- _Sección de texto_:
La acción narrada en Aura (1962), la novela de Carlos Fuentes a que me deseo referir (5), constituye aparentemente un proceso de reencuentro con la historia. El protagonista, Felipe Montero, un historiador de 27 años, se desplaza desde un espacio exterior y periférico, en el que prevalecen las apariencias superficiales y las máscaras -el de la moderna Ciudad de México, cotidiana, alienante- hacia otro espacio interior y central, en el que supuestamente descubre una realidad esencial- la Ciudad de México colonial, histórica, representada por la calle Donceles, en la que se encuentra la casa de la anciana Consuelo, con el número 815.(6) Sin embargo, si se lee la novela atendiendo a su elaboración simbólica, el mencionado reencuentro se traduce en una efectiva regresión en la que el pasado, del que es portadora la anciana Consuelo, se apodera del presente, representado por el joven historiador. Ni las hechicerías de aquélla ni la juventud de Felipe, son suficientes para revitalizar a una situación de encierro estéril, en la que el pasado, convocado por el presente, termina por apoderarse de éste último hasta identificarse con él.
La imagen de la bruja metaforiza en Aura las contradicciones de la memoria histórica latinoamericana, especialmente el anquilosamiento que le produce su incapacidad de introspección.
Se ha visto en la novela latinoamericana contemporánea una tendencia a expresar nuestras concepciones utópicas por medio de la elaboración artística de los mitos en el nivel simbólico de la narración.(7) Puede comprenderse esta característica de la novela latinoamericana a partir del mecanismo de pregunta y respuesta que opera al mito como "forma simple", en el concepto de André Jolles.(8) La utopía significada por el mito en la novela, constituiría una respuesta a las interrogantes fundamentales de la conciencia colectiva latinoamericana. Leyendo Aura a la luz de lo anterior, se constata que elabora a la bruja como un símbolo estrechamente relacionado con las potencialidades del lenguaje.
Creo que el gran mito desarrollado por la literatura latinoamericana contemporánea es el del poder creador y liberador de la palabra. En mi opinión, es sobre la base de la elaboración poética de este mito que nuestros novelistas expresan nuestras utopías más entrañables. Sobre la base de estos supuestos, propondré una interpretación de la imagen de la bruja en esta hermosa novela de Carlos Fuentes.

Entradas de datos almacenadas
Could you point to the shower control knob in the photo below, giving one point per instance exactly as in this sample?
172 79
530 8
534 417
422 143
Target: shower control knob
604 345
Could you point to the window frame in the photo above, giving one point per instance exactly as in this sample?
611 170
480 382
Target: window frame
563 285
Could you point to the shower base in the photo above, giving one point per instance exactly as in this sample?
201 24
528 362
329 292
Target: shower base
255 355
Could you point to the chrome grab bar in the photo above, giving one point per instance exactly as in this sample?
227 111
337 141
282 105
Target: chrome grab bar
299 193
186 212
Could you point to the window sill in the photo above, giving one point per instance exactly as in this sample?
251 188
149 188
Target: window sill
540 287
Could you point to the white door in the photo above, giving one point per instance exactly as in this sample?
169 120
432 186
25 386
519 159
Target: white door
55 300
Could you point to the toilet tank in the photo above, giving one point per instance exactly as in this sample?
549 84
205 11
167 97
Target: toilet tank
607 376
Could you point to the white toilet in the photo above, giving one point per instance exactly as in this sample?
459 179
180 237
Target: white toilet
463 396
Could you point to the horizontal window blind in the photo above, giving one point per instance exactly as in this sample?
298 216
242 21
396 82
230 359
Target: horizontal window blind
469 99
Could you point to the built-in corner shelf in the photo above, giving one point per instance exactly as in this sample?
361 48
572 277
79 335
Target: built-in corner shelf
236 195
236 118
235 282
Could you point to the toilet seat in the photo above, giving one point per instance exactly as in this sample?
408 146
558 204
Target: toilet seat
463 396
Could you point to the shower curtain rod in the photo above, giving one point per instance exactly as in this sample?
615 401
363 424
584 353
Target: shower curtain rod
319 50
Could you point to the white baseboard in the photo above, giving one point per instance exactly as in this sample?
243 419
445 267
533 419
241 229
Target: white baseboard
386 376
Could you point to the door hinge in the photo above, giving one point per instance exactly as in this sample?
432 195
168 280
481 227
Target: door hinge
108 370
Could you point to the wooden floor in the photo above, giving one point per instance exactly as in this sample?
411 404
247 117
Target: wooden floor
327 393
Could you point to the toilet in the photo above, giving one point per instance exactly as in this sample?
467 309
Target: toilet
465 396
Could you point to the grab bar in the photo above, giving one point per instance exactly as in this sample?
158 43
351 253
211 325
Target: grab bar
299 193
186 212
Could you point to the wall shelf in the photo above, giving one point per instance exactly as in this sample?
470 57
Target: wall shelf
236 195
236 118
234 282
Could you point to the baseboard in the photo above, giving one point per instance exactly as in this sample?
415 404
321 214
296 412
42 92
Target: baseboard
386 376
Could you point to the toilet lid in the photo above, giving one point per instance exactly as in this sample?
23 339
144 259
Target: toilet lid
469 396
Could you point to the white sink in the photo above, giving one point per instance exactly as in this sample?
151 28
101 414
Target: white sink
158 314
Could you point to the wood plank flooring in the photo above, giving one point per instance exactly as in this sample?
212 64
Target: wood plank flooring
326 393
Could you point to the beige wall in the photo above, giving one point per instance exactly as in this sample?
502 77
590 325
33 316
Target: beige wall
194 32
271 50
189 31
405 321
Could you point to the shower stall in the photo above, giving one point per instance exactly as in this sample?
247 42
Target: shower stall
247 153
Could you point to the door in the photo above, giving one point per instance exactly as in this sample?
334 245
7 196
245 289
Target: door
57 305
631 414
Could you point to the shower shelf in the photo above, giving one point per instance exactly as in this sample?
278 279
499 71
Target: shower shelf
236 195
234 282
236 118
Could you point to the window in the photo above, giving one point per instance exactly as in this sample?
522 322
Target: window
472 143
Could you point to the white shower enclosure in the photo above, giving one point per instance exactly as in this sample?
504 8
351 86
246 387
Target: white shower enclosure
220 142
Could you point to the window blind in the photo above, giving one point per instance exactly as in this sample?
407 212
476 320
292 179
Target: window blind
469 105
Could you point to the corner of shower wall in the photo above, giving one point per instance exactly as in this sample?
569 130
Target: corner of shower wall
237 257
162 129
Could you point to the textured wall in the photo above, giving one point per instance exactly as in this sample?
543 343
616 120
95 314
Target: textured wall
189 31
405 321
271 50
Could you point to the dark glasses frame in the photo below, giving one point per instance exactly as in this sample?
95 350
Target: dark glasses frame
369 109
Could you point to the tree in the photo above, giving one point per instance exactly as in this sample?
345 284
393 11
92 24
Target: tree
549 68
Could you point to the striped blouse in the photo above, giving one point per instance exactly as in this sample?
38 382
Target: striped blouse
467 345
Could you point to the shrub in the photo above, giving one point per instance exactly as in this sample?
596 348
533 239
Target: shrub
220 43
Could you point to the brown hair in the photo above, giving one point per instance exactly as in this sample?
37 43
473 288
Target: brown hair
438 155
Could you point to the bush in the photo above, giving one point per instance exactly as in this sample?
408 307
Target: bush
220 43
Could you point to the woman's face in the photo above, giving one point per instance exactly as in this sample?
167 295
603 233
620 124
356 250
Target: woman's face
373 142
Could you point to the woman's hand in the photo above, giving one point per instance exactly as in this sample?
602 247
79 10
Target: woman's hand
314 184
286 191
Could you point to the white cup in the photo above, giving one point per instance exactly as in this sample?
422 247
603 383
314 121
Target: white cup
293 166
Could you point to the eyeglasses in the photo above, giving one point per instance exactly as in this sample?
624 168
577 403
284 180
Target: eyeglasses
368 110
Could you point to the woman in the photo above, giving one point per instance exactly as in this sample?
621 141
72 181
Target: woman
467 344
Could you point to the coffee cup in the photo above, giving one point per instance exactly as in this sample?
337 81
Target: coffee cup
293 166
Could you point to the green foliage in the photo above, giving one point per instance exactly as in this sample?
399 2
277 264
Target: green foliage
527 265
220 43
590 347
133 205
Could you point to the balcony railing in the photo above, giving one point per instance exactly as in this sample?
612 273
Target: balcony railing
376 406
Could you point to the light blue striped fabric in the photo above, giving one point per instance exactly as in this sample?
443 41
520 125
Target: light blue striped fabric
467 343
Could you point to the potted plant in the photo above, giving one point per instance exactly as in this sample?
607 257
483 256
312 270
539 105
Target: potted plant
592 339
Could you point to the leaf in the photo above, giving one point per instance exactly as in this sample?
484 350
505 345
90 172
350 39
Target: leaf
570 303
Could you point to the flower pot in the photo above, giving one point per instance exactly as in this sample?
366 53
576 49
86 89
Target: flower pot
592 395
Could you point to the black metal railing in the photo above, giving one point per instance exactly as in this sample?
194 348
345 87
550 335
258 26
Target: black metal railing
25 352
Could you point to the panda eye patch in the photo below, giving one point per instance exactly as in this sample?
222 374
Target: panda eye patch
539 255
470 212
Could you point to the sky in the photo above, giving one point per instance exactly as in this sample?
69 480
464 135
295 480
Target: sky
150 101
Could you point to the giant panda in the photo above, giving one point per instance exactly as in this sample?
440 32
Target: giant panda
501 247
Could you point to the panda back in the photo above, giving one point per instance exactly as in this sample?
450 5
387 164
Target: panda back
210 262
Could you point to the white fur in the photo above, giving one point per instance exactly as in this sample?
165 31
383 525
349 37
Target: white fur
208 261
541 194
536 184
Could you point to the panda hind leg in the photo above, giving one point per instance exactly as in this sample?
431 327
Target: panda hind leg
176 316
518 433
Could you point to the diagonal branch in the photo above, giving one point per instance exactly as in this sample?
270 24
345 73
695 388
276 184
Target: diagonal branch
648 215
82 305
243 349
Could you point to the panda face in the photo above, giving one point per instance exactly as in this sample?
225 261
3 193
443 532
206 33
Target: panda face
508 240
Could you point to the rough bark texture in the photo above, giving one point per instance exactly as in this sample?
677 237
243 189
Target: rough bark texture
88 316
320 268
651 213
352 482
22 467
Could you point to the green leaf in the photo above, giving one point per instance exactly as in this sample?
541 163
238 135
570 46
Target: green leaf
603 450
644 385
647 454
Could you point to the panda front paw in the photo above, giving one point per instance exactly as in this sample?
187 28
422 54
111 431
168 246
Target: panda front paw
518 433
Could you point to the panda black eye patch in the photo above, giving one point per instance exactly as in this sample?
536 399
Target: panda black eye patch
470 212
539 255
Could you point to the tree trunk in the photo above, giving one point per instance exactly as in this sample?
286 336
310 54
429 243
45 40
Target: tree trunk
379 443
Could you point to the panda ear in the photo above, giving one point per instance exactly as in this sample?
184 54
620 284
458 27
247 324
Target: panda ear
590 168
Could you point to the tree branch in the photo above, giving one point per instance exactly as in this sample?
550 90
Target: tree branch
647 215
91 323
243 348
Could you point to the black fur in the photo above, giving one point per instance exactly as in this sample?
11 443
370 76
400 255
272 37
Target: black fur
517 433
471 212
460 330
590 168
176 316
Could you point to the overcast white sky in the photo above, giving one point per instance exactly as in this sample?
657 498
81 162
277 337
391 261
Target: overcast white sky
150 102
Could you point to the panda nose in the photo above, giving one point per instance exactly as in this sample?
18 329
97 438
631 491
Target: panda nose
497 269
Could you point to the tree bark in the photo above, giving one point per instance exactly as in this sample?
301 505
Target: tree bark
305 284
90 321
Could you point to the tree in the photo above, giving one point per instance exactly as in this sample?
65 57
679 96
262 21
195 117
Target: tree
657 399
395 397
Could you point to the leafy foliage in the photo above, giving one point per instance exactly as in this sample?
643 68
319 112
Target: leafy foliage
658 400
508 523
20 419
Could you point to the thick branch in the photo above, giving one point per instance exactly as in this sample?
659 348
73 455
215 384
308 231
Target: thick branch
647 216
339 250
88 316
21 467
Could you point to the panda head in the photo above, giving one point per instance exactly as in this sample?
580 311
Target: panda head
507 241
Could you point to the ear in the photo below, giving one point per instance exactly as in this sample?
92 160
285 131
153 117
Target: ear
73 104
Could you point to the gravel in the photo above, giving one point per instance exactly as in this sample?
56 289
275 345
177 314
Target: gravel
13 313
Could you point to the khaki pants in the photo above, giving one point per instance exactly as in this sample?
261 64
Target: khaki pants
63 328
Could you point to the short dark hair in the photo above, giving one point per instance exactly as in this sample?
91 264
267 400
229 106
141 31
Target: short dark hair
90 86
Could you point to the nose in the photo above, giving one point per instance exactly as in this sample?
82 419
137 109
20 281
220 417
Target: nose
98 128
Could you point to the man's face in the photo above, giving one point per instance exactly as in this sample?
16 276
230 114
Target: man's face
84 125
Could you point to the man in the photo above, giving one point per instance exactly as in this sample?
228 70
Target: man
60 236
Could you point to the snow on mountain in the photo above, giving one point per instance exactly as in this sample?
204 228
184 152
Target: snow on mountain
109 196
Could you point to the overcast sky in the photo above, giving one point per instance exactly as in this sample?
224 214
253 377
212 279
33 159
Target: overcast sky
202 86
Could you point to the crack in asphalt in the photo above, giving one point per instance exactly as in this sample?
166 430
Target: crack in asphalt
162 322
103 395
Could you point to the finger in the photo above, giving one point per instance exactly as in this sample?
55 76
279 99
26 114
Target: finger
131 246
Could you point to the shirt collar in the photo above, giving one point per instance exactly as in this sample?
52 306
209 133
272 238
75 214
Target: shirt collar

- _Trabajo por hacer_:
• a. Enumera todos los nombres propios de personas o personajes que aparecen en el texto sobre Aura.
• b. Retoma el texto sobre Aura justo después de su última oración y continúalo.
Los datos no hacen falta para nada de esto.

- _Respuestas dadas_:
• a. Carlos Fuentes, Felipe Montero, Consuelo, André Jolles

• b.
El arquetipo de la bruja, entre sus muchos sentidos, posee el señalado por Michelet: remite a un estado original, primitivo, humano y solidario, vinculado a la naturaleza. Prefigura utópicamente una sociedad fundada en esos valores. Trascendiendo a la historia, su imagen es significativa de un estado más feliz de la humanidad.(9) El nombre de Consuelo quizás atrae este valor del arquetipo: el de la mujer sabia, conocedora de las hierbas naturales, que entrega alivio a los seres que sufren abandono en un mundo en el que las relaciones humanas fundamentales están destruidas. En su caso, sin embargo, esta cualidad está invertida, como fruto de las contradicciones que manifiesta como personaje y símbolo, aproximándose al tercer estado de la bruja señalado por Michelet: decadente, astuta y maliciosa.(10)
La historia que se relata en Aura, aunque vincula los poderes de la bruja con el conocimiento de la naturaleza y la búsqueda del amor eterno, conduce a los protagonistas a un estado de encierro, asfixia y esterilidad.
La historia que conduce a esta situación es de amor: en ella dos amantes se vuelven a unir, superando las barreras del tiempo y de la muerte.
Se la ha interpretado como la narración de una aventura interior, que puede ocurrir tanto en la imaginación de Felipe como en la de Consuelo. Quien propone que la historia no es otra cosa que un sueño de Consuelo, interpreta a este personaje como a una anciana demente a causa de su propia esterilidad y temor a la senectud, que en su delirio recuperaría a su amado por medio de la imaginación. Las dos interpretaciones se fundamentan en marcas textuales muy precisas que permiten atribuir el relato a uno u otro de los dos personajes.
El epígrafe, tomado de La sorciére de Michelet, es uno de los elementos que inducen a afirmar que la historia narrada es producto de la imaginación de la anciana Consuelo:
El hombre caza y lucha. La mujer intriga y sueña; es la madre de la fantasía, de los dioses. Posee la segunda visión, las alas que le permiten volar hacia el infinito del deseo y de la imaginación... Los dioses son como los hombres: nacen y mueren sobre el pecho de una mujer...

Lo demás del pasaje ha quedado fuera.